» GOAL
Could you copy out all of the data below word for word, leaving out the picture?

--------------------------------

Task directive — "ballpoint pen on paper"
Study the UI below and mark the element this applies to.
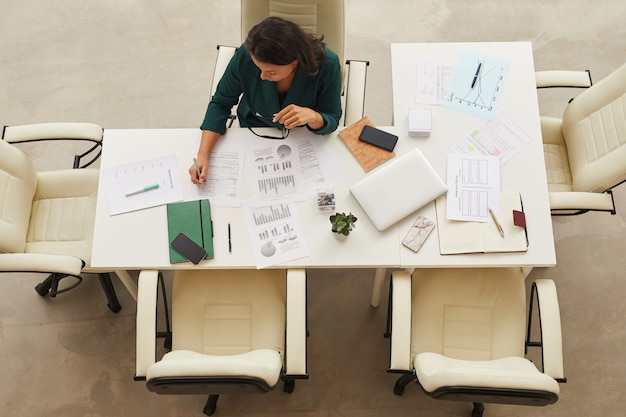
[228,223,233,253]
[489,207,504,237]
[471,62,483,88]
[126,184,159,197]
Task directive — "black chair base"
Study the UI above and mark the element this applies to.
[35,273,122,313]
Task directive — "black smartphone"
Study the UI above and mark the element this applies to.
[170,233,206,265]
[359,125,398,152]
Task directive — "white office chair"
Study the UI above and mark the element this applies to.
[387,268,565,417]
[211,0,369,126]
[538,65,626,215]
[0,123,121,312]
[135,269,308,415]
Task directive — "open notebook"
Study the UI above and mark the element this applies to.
[350,148,447,231]
[435,193,528,255]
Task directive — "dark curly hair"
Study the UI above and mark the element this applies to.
[245,17,326,77]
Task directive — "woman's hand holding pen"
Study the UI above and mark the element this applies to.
[189,158,209,185]
[273,104,324,130]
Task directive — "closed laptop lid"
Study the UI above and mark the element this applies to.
[350,148,447,231]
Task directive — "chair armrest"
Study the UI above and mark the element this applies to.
[343,60,369,126]
[285,269,307,376]
[0,253,84,276]
[389,271,412,371]
[548,191,615,214]
[535,70,592,88]
[135,270,159,378]
[211,45,237,97]
[2,123,103,143]
[534,279,564,380]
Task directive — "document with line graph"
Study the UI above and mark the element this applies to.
[443,51,509,120]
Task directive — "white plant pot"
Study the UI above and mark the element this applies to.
[331,232,348,240]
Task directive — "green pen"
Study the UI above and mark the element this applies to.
[126,184,159,197]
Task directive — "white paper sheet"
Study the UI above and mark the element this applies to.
[247,130,345,200]
[415,61,455,105]
[188,138,244,207]
[242,201,310,269]
[448,110,531,166]
[443,51,509,120]
[447,154,500,222]
[104,155,183,215]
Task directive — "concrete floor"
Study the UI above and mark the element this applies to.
[0,0,626,417]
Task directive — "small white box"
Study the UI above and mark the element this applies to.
[409,109,432,136]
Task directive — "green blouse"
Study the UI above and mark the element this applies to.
[200,45,341,135]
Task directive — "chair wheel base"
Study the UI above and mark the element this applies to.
[202,395,219,416]
[472,403,485,417]
[393,373,415,395]
[35,281,50,297]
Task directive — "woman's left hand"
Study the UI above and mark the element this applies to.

--------------------------------

» FULL RESPONSE
Task directive — "ballpoint pen on paper"
Study the UI below and mark the element this applies to.
[228,223,233,253]
[489,207,504,237]
[471,62,483,88]
[126,184,159,197]
Task directive — "black chair base"
Study the UI above and mark the element this applies to.
[35,273,122,313]
Task directive — "black smartphone"
Study the UI above and mark the element this applies to.
[170,233,206,265]
[359,125,398,152]
Task directive — "white office chair"
Study the UI above and mark the element this applies to.
[387,268,565,417]
[211,0,369,126]
[538,65,626,215]
[0,123,121,312]
[135,269,308,415]
Task directive — "open notebook"
Study the UI above and mark the element this applies to.
[350,148,447,231]
[435,193,528,255]
Task directive — "dark curly hair"
Study the UI above and mark the element this applies to.
[245,17,326,77]
Task directive — "woman's hand holding pen"
Study the UI above and mark the element this applies to.
[189,158,209,185]
[273,104,324,130]
Task directive — "closed laptop lid"
Study the UI above and mark the element this applies to.
[350,148,447,231]
Task directive — "chair armrest"
Study the UI above and mark the element this applies to.
[343,60,369,126]
[285,269,307,376]
[0,253,84,276]
[389,271,412,371]
[548,191,615,214]
[535,70,592,88]
[135,270,159,378]
[211,45,237,97]
[2,123,103,143]
[534,279,564,380]
Task directive — "document with line graph"
Study the UI above and mark the element this applies to.
[443,51,509,120]
Task directive — "white plant pot"
Study the UI above and mark the element this applies to.
[331,232,348,240]
Task directive — "green pen"
Study the UI above and mark the element this applies to.
[126,184,159,197]
Task directive — "white paper sheet"
Study the UI above and mark the element this applies to.
[247,130,345,200]
[415,61,455,105]
[188,138,244,207]
[242,201,310,269]
[448,110,531,166]
[443,51,509,120]
[447,154,500,222]
[104,155,183,215]
Task directive — "concrete floor"
Study the UI above and mark the element this applies to.
[0,0,626,417]
Task directive — "small white box"
Study the UI above and mark the element this applies to.
[409,109,432,136]
Task directive — "green blouse"
Study the UI above and mark the element this applies to.
[200,45,341,135]
Task directive — "chair wheel base"
Study the UI above and mark the element this applies to.
[202,395,219,416]
[472,403,485,417]
[393,373,415,395]
[35,281,50,297]
Task directive — "woman's left hand"
Study the UI above and mark the element this applies to.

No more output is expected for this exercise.